Text-to-region grounding data:
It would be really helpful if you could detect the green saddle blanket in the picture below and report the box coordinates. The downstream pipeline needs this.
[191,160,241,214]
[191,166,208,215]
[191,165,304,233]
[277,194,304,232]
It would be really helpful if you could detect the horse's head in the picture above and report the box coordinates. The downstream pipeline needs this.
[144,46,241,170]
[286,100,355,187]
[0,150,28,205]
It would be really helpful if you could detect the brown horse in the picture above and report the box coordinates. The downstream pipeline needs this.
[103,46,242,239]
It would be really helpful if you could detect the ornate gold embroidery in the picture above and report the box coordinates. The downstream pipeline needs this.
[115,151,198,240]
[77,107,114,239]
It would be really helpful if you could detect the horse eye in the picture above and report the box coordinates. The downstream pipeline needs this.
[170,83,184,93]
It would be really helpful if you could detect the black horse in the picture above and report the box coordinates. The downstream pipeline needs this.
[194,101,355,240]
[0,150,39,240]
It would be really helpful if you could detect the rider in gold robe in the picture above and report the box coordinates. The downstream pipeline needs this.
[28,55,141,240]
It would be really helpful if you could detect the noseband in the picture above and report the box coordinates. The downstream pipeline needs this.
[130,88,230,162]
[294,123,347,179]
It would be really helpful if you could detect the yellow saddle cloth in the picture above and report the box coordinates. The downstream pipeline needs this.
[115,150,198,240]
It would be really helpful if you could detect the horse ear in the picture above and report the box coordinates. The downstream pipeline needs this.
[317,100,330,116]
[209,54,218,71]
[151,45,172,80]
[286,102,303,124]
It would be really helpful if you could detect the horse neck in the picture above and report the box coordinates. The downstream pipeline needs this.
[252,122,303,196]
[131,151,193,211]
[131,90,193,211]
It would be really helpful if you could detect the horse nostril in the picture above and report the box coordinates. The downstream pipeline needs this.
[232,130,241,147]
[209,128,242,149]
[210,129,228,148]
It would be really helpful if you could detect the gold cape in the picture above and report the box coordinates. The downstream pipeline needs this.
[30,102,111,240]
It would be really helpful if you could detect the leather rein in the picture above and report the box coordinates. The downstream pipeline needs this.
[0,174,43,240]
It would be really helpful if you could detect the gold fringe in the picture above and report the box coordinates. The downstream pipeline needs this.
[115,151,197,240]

* _What this task involves_: Set the records above down again. Match them exactly.

* _Task answer_:
It would be really helpful if you could detect the green saddle blanket in the picture below and report the box coordinates. The downstream pipeline needs this.
[191,160,241,214]
[191,166,208,215]
[191,165,304,233]
[277,194,304,232]
It would be really helpful if you could detect the horse's head in the picture above and report the box coordinates. The downstream pipeline needs this.
[144,46,241,170]
[286,100,355,187]
[0,150,28,205]
It would be really helpful if you could detect the brown horse in the picture above and report the box coordinates. The downstream pipeline needs this.
[103,46,242,239]
It would be really helpful if you could detect the ornate gold embroidery in the picture above and report the box coordinates. The downstream pipeline needs this.
[115,151,198,240]
[77,107,114,239]
It would be really helpful if you could detect the horse eye in the picture above and report the box coordinates. The downstream pipeline needs this.
[170,83,184,93]
It would be really helpful if you could detect the black horse in the picture above and report the box coordinates. The downstream pipeline needs this.
[194,101,355,240]
[0,150,39,240]
It would be really helpful if you could detect the rider in gold robe in the picture above and report the box coordinates. The downstream pipeline needs this.
[28,55,141,240]
It would be really helpful if you could detect the noseband in the picture above and report the box coordinates. The downstream pipeline needs this.
[130,88,230,162]
[294,123,347,179]
It would be really helpful if you could detect the yellow saddle cloth in the picture above and report the box coordinates. The downstream pipeline needs this.
[115,150,198,240]
It would be really helpful if you could detect the horse ear in the picture above and report the box coordinates. The downstream pipeline needs this.
[317,100,330,116]
[209,54,218,71]
[151,45,172,80]
[286,102,303,124]
It would be really helpful if you could detect the horse neck in the picture above and report the box coordinates. The downstream pipeline needs this.
[252,122,303,196]
[131,151,193,211]
[131,90,193,211]
It would be really helpful if you could detect the horse nostril in the picture above and report the box coordinates. The downstream pipeline needs this.
[232,130,241,147]
[209,128,242,149]
[210,129,228,148]
It would be really helpful if you could detect the gold cape in the picture above and report the box coordinates. The downstream pipeline needs this.
[30,102,111,240]
It would be really helpful if you could detect the leather rein in the picture above and report the box coordinates. The downstream pipeline needs this.
[0,174,43,240]
It would be really helpful if you could detect the gold fringe in the picture above and report the box coordinates. The downstream pipeline needs this.
[115,151,197,240]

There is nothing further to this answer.